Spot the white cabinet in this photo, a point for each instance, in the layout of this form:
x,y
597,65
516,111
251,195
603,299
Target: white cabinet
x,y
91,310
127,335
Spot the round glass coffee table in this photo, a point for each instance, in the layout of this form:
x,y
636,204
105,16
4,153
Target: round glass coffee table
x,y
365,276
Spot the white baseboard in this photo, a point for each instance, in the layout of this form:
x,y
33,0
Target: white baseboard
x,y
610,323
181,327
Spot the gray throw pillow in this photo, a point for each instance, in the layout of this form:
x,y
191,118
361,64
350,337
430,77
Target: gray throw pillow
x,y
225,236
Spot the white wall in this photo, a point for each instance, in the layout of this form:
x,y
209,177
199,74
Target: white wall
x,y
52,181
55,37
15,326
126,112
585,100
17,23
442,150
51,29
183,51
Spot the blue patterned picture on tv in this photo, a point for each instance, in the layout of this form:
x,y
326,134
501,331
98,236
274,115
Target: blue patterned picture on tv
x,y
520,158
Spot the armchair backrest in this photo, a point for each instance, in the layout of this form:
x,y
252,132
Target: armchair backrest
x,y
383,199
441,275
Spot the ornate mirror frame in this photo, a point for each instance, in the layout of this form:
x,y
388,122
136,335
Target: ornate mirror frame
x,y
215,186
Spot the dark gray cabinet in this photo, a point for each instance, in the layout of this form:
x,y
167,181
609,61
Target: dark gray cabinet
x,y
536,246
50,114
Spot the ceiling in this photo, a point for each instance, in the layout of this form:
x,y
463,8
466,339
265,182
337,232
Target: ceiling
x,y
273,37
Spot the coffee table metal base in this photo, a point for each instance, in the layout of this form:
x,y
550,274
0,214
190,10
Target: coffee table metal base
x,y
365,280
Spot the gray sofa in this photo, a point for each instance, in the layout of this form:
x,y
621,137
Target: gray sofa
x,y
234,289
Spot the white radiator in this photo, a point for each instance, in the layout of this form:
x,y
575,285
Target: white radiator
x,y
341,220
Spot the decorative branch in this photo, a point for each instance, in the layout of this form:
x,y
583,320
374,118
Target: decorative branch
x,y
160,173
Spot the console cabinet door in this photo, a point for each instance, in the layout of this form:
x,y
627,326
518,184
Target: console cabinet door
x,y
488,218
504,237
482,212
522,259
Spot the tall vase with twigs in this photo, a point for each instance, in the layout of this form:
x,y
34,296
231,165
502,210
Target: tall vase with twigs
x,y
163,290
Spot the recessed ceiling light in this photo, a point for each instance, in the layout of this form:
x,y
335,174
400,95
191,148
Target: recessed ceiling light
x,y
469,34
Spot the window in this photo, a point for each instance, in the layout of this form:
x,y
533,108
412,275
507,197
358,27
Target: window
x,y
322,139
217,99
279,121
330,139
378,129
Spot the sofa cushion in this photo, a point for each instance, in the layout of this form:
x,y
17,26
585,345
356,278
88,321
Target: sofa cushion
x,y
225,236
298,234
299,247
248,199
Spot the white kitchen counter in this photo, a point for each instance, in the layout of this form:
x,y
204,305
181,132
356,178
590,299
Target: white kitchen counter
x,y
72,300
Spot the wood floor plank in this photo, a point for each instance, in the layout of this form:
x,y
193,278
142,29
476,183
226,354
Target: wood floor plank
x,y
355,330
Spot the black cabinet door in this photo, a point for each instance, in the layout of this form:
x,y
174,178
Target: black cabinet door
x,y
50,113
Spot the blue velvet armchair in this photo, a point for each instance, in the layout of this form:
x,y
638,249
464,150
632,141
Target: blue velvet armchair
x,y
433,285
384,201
************
- _Prompt_
Write out the part of the entries that opens with the line containing "Spot the white kitchen" and runs through the end of the entries. Shift every coordinate in the answers by adding 70 to each number, and copy all other lines unchanged.

- _Solution_
Spot the white kitchen counter in this photo, a point for each instance, in the layout of this form:
x,y
204,305
181,132
356,178
590,299
Target: white kitchen counter
x,y
142,370
Spot the wood floor plank in this photo, a point for each instance, in the layout of this form:
x,y
193,278
142,29
476,183
226,354
Target: wood floor plank
x,y
425,400
Spot the black cabinet door in this photo, a point for each instance, in the layout of this form:
x,y
174,178
Target: black cabinet door
x,y
120,183
Spot the blue velvet armchair in this photo, a point for each instance, in the layout of this form:
x,y
638,249
464,150
632,141
Target: blue velvet armchair
x,y
503,355
454,271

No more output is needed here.